SUPPLIED DATA:
===
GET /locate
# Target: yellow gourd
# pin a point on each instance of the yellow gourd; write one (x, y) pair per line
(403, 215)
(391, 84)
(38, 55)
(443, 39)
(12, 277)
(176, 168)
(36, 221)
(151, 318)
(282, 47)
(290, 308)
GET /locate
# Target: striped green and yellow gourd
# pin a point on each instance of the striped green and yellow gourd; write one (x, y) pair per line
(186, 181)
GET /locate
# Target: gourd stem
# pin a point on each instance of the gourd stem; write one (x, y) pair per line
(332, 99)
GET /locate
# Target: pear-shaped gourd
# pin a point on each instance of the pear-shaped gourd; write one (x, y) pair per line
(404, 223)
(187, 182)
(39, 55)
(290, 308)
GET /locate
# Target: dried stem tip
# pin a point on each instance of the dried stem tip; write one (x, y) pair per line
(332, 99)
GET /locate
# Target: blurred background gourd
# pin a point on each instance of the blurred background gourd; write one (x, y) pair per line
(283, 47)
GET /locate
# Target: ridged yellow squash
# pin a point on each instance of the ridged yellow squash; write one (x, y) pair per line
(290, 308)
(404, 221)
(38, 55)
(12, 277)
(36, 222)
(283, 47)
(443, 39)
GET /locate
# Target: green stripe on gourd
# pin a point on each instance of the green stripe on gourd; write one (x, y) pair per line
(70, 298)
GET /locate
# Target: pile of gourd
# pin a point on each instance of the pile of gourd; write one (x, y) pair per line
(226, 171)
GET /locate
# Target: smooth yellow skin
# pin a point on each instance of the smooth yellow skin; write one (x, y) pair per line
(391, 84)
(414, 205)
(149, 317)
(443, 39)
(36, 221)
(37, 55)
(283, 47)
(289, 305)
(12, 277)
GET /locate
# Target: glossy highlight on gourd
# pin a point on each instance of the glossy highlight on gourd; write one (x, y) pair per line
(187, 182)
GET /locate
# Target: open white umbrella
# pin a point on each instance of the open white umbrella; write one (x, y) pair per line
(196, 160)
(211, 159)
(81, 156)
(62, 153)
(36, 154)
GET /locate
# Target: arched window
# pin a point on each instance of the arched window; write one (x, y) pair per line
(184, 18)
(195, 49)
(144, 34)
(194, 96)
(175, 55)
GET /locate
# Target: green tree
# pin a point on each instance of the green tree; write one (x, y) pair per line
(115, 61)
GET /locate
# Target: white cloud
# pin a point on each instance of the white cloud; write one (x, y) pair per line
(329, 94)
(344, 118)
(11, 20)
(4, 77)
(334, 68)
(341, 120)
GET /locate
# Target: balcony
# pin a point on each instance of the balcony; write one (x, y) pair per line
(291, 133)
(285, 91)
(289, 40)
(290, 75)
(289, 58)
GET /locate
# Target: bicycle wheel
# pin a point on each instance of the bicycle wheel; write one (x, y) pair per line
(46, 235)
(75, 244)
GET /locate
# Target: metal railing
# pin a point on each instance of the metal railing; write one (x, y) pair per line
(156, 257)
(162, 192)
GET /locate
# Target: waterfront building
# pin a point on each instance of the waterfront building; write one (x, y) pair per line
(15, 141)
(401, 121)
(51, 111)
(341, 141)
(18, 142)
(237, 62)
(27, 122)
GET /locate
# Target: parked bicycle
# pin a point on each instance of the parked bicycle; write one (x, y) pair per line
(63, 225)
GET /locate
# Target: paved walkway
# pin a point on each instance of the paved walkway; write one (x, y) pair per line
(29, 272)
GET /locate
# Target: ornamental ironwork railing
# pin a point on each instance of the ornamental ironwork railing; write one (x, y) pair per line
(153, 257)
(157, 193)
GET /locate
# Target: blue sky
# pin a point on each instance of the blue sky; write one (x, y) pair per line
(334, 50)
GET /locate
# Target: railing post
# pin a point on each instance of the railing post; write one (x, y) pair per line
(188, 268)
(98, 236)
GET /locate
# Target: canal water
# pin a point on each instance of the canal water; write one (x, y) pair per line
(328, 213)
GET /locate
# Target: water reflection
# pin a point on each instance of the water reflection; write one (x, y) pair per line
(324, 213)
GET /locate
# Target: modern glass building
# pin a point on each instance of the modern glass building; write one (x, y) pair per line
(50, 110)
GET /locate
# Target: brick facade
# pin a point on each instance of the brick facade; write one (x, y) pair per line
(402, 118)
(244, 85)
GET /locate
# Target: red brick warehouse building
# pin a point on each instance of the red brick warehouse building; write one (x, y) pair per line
===
PROBLEM TO WORK ON:
Reproduce the complete data exactly as presented above.

EXERCISE OUTPUT:
GET /locate
# Target: yellow gourd
# pin a point on each instance of the yellow gourd; write one (x, y) pair per line
(403, 215)
(391, 84)
(38, 55)
(443, 39)
(12, 277)
(176, 168)
(36, 221)
(151, 318)
(282, 47)
(290, 308)
GET /locate
# Target: striped green and yellow gourd
# pin a point on each instance of the striped green and yellow gourd; write one (x, y) pair per line
(186, 181)
GET /locate
# Target: gourd stem
# pin a point on each instance of the gourd stem; write one (x, y) pair per line
(332, 99)
GET /locate
# Target: pear-shaped gourd
# pin a point on each instance of the pear-shaped gourd; write one (x, y) pair per line
(404, 223)
(187, 182)
(39, 55)
(290, 308)
GET /locate
# Target: dried stem tip
# pin a point on each instance of the dried stem tip; write one (x, y) pair per line
(332, 99)
GET /locate
# Target: blurred background gourd
# pin a point on each instance of the blurred background gourd; write one (x, y) pair per line
(283, 47)
GET /locate
# Target: ridged yellow squash
# pin a point on each instance of the ridged yellow squash; write one (x, y) pair per line
(290, 308)
(404, 221)
(38, 55)
(12, 277)
(36, 222)
(283, 47)
(443, 39)
GET /locate
# Target: green stripe on gourd
# pin a point on each instance of the green stripe on gourd; write one (x, y) pair per line
(70, 298)
GET /locate
# Target: pile of gourd
# pin a point on each instance of the pile of gourd; write one (x, y) pair per line
(226, 171)
GET /locate
# Target: smooth yellow skin
# pin a point on each instance of the smooth yellow skin; write one (x, y) pair per line
(391, 84)
(414, 205)
(149, 317)
(443, 39)
(36, 221)
(37, 55)
(283, 47)
(289, 305)
(12, 277)
GET /locate
# Target: glossy highlight on gourd
# pin a point on each instance of the glossy highlight on gourd; write one (x, y) pair per line
(187, 182)
GET /locate
# Target: open white umbrella
# pin a point on each instance of the open white umbrella; write one (x, y) pair per line
(196, 160)
(211, 159)
(81, 156)
(62, 153)
(36, 154)
GET /locate
# Target: arched window
# pin a point on each instance of the arched window; write one (x, y) pair per line
(184, 18)
(195, 49)
(144, 34)
(194, 96)
(175, 55)
GET /locate
# Target: green tree
# pin a point on each instance of the green tree; write one (x, y) pair per line
(115, 61)
GET /locate
# Target: white cloud
# pin a point on each instance of the white cloud; write one (x, y) pair per line
(329, 94)
(344, 118)
(11, 20)
(4, 77)
(334, 68)
(341, 120)
GET /locate
# Target: balcony
# pin a point on each instance of the balcony; write one (x, y) pair per line
(291, 133)
(285, 91)
(289, 40)
(290, 75)
(289, 58)
GET /locate
# Target: bicycle wheel
# pin a point on each instance of the bicycle wheel; write one (x, y) pair per line
(46, 235)
(75, 244)
GET /locate
# Target: metal railing
# pin a point on each instance of the metal railing; write one (x, y) pair per line
(156, 257)
(162, 192)
GET /locate
# Target: waterfront building
# pin a point on each instance of the waterfront building; write one (x, y) pair per line
(15, 141)
(401, 121)
(51, 111)
(341, 141)
(18, 142)
(237, 62)
(27, 122)
GET /locate
# Target: parked bicycle
# pin a point on each instance of the parked bicycle; write one (x, y) pair per line
(63, 225)
GET /locate
# Target: paved walkway
# pin a point on each instance of the paved walkway; write one (x, y) pair per line
(29, 272)
GET /locate
# Target: ornamental ironwork railing
# pin a point on each instance of the ornamental ironwork railing; write one (x, y) pair per line
(153, 257)
(157, 193)
GET /locate
# Target: blue sky
# pin a point on each instance of the blue sky; write one (x, y) pair per line
(334, 50)
GET /locate
# Target: railing post
# pin a point on each instance of the railing post; write one (x, y) pair per line
(188, 268)
(98, 236)
GET /locate
# Target: canal water
# pin a point on each instance of the canal water; write one (x, y) pair per line
(328, 213)
GET /locate
# Target: water reflection
# pin a point on each instance of the water reflection; write one (x, y) pair per line
(324, 213)
GET /locate
# Target: modern glass building
# pin a point on each instance of the modern glass building; write one (x, y) pair per line
(50, 110)
GET /locate
# Target: brick facade
# pin a point on each instance of the brick facade; write one (x, y) pair per line
(402, 118)
(244, 85)
GET /locate
# Target: red brick warehouse building
# pin a point on each instance of the red brick warehouse building; write one (x, y) pair per line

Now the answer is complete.